■ DATA SUPPLIED
-.-.-

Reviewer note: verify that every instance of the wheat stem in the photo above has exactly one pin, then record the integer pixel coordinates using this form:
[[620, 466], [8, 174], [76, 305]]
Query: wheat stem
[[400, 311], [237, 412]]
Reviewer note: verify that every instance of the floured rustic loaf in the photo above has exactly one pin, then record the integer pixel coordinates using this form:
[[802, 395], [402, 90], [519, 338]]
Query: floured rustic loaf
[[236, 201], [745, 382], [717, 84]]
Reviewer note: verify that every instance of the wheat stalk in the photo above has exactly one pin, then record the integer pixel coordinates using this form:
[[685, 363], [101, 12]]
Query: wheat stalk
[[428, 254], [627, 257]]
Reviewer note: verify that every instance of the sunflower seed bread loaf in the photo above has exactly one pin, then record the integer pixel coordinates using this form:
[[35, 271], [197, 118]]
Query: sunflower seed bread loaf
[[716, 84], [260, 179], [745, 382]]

-.-.-

■ TASK DESCRIPTION
Repeat exactly the lines from the line containing "Reviewer note: verify that every instance of the sunflower" through the end of the listing above; both boundary lines are part of the output.

■ RESPONSE TO THIS TASK
Reviewer note: verify that every instance of the sunflower seed bread loaf in the photo above has exactly one pin, then record the integer pixel coordinates using this form:
[[35, 271], [197, 118]]
Query: sunflower seed bread loaf
[[716, 84], [260, 179], [745, 382]]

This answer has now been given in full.